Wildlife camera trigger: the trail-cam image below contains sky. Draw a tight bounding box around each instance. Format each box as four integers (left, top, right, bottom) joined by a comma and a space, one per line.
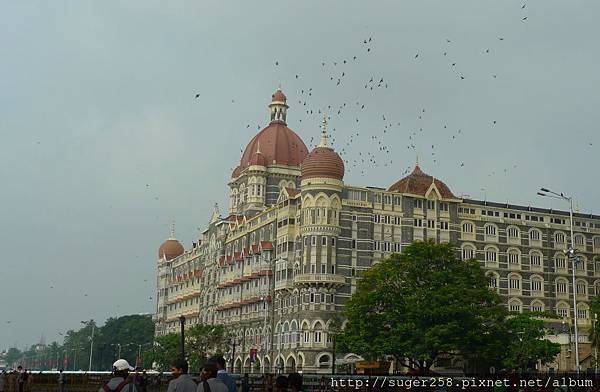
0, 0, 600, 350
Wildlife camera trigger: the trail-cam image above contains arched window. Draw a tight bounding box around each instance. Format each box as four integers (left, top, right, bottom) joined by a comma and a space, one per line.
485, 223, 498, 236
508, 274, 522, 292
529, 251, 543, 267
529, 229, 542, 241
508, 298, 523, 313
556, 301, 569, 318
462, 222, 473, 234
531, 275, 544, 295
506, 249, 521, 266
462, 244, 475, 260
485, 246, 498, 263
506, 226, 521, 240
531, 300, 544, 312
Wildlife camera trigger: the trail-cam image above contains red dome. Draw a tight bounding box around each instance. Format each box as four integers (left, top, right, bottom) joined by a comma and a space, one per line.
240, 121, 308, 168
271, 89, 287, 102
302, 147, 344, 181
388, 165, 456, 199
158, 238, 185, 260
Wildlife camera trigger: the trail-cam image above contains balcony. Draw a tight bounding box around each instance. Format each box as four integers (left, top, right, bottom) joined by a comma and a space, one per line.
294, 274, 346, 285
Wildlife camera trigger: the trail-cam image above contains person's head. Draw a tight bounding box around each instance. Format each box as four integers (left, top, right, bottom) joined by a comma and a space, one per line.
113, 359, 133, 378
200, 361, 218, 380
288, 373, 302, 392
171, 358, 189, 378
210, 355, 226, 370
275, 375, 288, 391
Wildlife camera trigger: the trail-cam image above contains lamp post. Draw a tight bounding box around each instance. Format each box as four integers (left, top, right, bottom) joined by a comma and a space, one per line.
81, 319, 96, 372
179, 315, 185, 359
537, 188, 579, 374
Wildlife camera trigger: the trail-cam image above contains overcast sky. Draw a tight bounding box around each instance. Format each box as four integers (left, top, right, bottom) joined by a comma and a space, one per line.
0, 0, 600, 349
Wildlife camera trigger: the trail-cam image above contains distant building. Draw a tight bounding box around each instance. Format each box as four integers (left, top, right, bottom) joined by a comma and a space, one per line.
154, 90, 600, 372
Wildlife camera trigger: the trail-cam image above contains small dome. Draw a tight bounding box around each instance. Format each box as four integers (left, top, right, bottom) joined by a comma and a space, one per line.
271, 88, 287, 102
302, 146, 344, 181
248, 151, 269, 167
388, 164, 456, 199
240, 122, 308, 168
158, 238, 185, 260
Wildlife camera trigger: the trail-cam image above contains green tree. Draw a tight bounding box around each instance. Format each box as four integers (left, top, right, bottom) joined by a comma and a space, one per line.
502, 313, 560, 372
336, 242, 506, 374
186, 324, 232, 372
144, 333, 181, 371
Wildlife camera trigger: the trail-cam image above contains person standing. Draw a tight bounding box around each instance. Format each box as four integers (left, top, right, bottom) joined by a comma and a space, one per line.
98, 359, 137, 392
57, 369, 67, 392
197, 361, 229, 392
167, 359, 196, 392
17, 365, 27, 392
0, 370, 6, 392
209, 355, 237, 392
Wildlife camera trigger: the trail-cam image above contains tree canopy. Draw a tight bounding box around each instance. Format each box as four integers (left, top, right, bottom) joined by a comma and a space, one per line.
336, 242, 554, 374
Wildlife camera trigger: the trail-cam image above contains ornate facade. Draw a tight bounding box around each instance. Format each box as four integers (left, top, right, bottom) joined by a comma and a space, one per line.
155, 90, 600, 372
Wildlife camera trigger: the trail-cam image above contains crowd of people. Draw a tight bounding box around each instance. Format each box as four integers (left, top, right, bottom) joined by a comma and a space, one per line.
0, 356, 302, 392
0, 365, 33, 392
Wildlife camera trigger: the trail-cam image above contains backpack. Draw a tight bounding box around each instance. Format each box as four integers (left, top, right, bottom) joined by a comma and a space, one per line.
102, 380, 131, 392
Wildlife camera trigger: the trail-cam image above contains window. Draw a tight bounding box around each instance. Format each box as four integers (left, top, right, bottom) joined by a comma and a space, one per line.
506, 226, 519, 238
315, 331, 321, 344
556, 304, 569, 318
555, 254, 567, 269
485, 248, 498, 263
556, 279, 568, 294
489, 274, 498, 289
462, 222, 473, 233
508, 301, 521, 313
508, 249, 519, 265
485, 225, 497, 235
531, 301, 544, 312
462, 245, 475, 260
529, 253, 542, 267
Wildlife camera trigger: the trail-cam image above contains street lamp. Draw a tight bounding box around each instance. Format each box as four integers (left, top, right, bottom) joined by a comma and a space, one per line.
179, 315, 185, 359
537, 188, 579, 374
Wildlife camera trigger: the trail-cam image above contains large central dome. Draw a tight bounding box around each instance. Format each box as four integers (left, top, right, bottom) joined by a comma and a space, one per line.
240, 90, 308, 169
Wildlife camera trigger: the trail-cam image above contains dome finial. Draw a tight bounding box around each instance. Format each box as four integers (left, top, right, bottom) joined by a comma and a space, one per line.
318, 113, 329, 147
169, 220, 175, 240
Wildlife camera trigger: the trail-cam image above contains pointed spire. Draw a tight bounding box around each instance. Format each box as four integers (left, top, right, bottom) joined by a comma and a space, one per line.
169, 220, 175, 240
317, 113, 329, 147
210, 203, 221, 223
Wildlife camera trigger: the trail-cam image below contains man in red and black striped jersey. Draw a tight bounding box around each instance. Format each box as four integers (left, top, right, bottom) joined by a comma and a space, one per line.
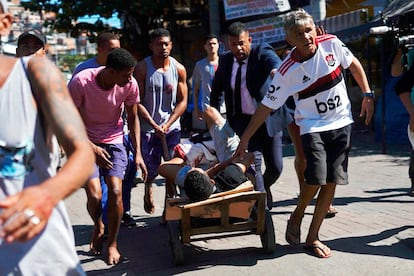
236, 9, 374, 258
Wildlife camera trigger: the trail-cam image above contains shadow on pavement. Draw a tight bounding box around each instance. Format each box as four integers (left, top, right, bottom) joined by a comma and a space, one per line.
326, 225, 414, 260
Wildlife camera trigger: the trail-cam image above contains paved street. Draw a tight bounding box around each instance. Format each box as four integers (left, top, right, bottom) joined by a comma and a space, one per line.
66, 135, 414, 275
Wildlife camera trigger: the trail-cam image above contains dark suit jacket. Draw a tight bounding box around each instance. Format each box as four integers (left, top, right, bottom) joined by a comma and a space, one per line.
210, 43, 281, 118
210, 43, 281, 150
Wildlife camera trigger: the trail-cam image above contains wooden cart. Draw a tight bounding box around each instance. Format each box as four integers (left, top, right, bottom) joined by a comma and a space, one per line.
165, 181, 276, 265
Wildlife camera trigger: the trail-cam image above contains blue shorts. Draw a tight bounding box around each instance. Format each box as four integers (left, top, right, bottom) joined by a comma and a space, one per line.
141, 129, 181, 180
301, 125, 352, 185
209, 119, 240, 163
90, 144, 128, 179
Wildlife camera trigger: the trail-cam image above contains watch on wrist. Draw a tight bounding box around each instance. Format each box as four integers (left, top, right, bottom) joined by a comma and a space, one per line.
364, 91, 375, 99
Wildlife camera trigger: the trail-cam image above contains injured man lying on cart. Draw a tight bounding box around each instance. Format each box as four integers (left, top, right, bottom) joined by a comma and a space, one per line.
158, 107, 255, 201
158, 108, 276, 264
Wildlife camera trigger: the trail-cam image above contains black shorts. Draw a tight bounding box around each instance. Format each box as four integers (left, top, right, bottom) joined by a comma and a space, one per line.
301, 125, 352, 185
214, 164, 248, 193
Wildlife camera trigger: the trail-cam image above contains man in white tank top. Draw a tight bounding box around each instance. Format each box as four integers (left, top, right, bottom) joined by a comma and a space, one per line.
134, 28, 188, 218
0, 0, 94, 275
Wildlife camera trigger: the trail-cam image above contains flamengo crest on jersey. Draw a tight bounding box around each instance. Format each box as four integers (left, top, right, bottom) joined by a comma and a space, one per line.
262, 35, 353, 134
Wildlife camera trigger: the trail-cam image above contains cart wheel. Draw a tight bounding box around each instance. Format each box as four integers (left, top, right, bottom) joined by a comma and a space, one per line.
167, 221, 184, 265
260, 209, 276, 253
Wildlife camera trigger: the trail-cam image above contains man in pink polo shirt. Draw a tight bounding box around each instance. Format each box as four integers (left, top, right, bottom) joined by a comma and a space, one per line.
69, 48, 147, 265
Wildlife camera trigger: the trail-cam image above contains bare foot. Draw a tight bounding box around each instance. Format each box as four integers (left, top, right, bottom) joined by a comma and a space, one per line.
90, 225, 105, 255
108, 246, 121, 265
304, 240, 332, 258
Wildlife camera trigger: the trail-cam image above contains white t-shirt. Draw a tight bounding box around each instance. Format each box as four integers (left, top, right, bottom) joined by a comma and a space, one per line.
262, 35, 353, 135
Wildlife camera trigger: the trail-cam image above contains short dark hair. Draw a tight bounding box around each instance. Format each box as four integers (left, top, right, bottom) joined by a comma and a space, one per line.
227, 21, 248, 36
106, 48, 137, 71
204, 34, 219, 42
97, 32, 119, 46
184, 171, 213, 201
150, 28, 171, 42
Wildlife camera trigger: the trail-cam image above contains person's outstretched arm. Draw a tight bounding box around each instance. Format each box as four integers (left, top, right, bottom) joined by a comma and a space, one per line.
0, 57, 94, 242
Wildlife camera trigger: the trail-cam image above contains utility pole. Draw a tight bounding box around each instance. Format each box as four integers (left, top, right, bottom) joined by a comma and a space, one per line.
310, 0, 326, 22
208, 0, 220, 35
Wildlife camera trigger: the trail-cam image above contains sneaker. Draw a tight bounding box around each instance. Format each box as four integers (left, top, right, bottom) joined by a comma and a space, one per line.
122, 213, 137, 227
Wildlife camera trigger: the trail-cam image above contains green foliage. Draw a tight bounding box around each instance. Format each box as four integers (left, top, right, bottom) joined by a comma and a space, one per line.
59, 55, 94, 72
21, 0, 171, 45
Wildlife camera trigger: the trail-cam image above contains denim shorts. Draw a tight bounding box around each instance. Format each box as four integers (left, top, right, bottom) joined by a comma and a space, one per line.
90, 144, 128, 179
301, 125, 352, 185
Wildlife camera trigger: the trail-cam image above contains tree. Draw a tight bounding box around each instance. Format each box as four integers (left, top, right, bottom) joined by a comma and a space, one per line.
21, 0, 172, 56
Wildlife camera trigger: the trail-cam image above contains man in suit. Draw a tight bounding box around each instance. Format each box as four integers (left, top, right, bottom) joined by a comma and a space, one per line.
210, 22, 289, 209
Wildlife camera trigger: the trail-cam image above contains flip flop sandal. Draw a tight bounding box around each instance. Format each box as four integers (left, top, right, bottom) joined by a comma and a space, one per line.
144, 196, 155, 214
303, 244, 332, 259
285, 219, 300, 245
...
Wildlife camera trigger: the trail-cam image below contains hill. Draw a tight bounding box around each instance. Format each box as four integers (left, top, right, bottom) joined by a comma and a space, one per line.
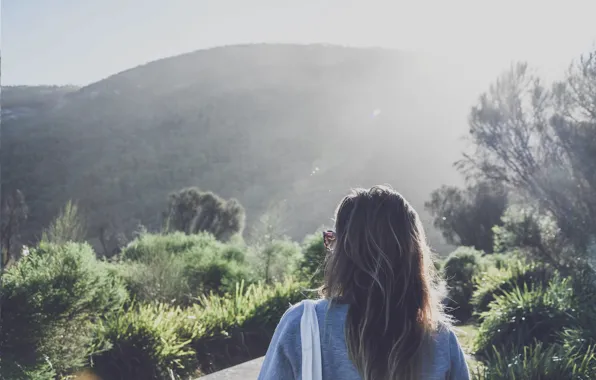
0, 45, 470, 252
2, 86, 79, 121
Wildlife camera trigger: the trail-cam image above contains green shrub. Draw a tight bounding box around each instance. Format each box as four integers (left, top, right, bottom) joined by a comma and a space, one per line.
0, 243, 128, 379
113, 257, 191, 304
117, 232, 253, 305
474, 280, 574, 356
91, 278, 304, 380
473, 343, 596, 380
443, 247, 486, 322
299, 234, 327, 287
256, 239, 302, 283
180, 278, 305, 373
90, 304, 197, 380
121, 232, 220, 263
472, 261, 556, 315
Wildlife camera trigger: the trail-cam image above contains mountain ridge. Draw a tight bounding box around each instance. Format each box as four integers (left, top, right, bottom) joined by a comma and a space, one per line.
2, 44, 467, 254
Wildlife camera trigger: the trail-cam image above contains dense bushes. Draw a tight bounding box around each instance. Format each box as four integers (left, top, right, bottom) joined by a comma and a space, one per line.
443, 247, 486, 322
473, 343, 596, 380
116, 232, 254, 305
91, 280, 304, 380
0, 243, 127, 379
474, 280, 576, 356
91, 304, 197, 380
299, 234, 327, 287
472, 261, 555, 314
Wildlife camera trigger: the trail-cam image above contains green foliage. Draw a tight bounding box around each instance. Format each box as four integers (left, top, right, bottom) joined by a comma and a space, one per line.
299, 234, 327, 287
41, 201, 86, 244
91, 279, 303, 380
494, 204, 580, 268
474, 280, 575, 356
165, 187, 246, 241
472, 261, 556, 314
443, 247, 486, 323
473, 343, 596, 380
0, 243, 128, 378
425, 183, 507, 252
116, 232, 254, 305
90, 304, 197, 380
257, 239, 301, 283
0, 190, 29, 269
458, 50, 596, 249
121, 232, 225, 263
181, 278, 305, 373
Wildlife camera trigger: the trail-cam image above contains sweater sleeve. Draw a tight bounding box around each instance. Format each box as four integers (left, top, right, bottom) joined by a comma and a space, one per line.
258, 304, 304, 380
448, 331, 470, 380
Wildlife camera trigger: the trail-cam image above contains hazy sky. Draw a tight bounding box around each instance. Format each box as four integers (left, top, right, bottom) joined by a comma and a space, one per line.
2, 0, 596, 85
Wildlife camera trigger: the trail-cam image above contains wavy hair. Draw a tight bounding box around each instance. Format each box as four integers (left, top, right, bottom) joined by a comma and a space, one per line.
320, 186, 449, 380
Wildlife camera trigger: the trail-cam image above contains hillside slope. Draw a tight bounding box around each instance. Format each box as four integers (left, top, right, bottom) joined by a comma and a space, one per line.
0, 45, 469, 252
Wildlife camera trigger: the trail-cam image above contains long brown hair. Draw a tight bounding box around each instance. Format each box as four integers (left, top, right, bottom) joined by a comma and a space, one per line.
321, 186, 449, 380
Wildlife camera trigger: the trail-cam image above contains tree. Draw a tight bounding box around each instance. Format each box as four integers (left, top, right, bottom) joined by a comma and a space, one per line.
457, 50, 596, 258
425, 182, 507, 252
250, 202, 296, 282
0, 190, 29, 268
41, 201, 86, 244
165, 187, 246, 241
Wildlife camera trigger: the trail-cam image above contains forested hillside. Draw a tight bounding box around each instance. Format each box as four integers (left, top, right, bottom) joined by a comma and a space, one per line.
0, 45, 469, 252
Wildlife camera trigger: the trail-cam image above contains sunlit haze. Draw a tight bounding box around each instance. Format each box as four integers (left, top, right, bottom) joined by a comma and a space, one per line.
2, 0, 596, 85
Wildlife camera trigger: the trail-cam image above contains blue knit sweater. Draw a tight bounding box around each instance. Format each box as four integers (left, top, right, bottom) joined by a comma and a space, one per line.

__WHAT THIS TASK INVOLVES__:
Rewrite the material starting with the line containing "above contains black" and going on through the line containing "214, 164, 248, 193", replacing "black shorts" with "gray shorts" and leaving everything else unchanged.

__OUTPUT FOR THIS TASK__:
Wildlife camera trigger: the trail-cam image above contains gray shorts. Draw a tight bounding box around each instance. Format each box as four integers (left, top, right, bottom) joined by a comma and a space, one per line.
301, 125, 352, 185
214, 164, 248, 193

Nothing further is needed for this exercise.